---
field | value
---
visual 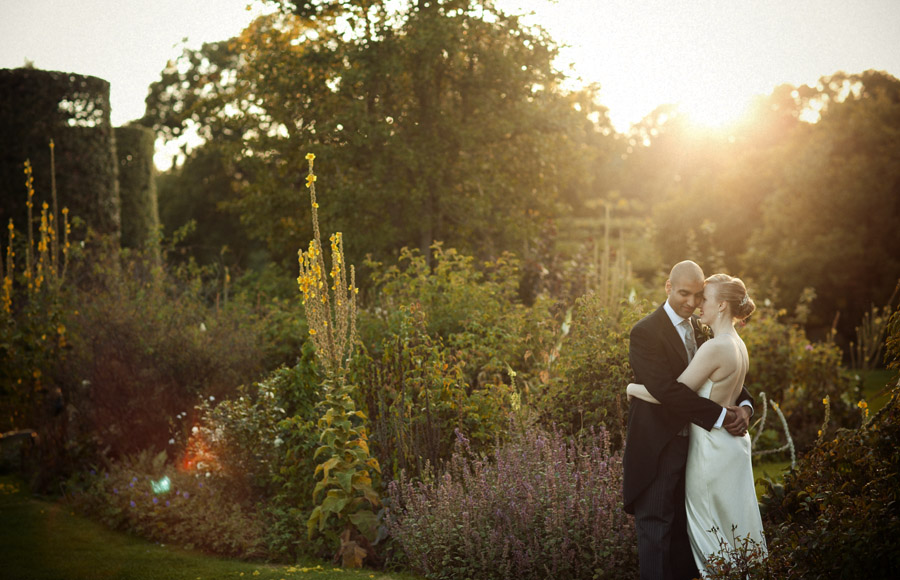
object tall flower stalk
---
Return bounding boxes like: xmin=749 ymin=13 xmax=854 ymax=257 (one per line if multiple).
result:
xmin=297 ymin=153 xmax=381 ymax=567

__________

- Task
Arrange every line of the material above as a numbered list, omitting any blank lines and leaving the pictures out of your answer.

- Full solution
1. ---
2. field | value
3. ---
4. visual 
5. object tall flower stalk
6. ---
7. Return bounding boxes like: xmin=749 ymin=13 xmax=854 ymax=257 (one per line if multiple).
8. result:
9. xmin=297 ymin=153 xmax=381 ymax=567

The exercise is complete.